** start **
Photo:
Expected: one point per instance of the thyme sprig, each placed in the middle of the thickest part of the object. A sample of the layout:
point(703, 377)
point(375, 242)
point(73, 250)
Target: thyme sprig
** end **
Write out the listing again, putting "rosemary sprig" in place of "thyme sprig" wherever it occurs and leaving everything else the same.

Photo:
Expected: one point per instance of the rosemary sprig, each placed in the middle of the thickest part of the object. A sample of the layout:
point(703, 377)
point(375, 242)
point(73, 250)
Target: rosemary sprig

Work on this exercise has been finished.